:: TRECHO CITADO ::

O Restaurante Nhumba Yathu mostra uma cicatriz do ciclone na sua singular cobertura de capim. O Clube Naútico da Beira, que tem prolongado a sua coma “erosânica”, cedeu ao ciclone e pode ruir. O Naútico é o equivalente a Waterfront ou o Clube Naval, para a gente cá do burgo. O Complexo Tropicana não resistiu. A cadeia de barracas do Estoril não escapou ao efeito devastador do ciclone.

 

Quem conhece a Avenida das FPLM terá certamente a noção do condomínio aberto das Casas Municipais, do Macúti House, e das demais na primeira linha depois do Índico. Outrora eram uma imagem de ternura e felicidade. Hoje são o espelho da agonia de uma cidade que precisa de ser repensada. Talvez este ciclone seja um alerta para um momento de inflexão. Há situações que tornam a cidade fruto de rebeldia, da teimosia. Foi esta a teimosia que levou os seus fundadores a erguerem-na sobre um pântano.

:::
:: MATERIAL DE CONSULTA ::

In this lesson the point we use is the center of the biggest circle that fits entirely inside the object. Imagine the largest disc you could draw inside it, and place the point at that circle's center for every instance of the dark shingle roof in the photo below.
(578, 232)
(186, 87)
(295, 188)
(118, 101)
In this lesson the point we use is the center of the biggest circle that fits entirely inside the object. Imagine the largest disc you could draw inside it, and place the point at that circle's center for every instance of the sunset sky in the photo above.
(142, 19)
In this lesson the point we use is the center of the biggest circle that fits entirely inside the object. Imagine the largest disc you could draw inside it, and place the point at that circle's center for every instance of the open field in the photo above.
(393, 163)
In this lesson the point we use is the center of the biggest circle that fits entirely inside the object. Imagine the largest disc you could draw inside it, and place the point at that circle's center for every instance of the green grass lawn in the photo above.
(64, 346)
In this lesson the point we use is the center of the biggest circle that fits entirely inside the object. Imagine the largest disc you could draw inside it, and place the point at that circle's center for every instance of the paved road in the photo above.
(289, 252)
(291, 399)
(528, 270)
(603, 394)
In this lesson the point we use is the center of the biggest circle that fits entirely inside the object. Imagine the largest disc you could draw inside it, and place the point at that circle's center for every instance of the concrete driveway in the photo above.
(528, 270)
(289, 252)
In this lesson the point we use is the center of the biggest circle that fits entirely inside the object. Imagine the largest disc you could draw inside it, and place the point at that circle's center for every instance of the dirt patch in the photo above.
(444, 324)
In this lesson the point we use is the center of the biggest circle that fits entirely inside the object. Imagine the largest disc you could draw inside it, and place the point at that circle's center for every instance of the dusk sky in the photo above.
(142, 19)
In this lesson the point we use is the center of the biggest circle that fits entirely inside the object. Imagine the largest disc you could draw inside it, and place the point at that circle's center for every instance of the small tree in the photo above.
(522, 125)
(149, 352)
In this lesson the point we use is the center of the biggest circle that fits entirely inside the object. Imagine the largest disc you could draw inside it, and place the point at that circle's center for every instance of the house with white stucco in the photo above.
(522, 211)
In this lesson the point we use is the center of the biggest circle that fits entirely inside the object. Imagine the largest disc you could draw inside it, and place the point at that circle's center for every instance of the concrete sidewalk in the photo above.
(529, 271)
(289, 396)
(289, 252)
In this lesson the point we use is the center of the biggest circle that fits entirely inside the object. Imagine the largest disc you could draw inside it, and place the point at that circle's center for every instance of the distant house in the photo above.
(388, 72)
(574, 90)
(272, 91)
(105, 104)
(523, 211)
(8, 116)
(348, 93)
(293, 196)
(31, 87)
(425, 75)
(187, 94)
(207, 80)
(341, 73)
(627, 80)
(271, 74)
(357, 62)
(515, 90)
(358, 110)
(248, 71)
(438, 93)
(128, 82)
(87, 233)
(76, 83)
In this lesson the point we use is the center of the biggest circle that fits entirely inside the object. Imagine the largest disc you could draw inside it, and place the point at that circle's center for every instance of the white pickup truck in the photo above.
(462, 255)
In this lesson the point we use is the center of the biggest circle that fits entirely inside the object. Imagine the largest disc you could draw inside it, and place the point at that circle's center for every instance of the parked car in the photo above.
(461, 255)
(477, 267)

:::

◆ TAREFAS E EXERCÍCIOS:
1/ Responda a estas perguntas com base no trecho sobre o ciclone:
(a) Em que parte do Restaurante Nhumba Yathu se vê uma cicatriz do ciclone?
(b) A que o trecho compara o Naútico, para a gente cá do burgo?
(c) Sobre o que os fundadores ergueram a cidade?
2/ Na listagem, comece na linha que contém "car in the photo above." e vá até ao fim. Reescreva essas linhas, trocando "parked car" por "parked vehicle" e deixando todo o resto igual.

◆ RESPOSTAS DOS EXERCÍCIOS:
1/
(a) Na sua singular cobertura de capim.
(b) Ao Waterfront ou ao Clube Naval.
(c) Sobre um pântano.

2/
In this lesson the point we use is the center of the biggest circle that fits entirely inside the object. Imagine the largest disc you could draw inside it, and place the point at that circle's center for every instance of the parked vehicle in the photo above.
(461, 255)
(477, 267)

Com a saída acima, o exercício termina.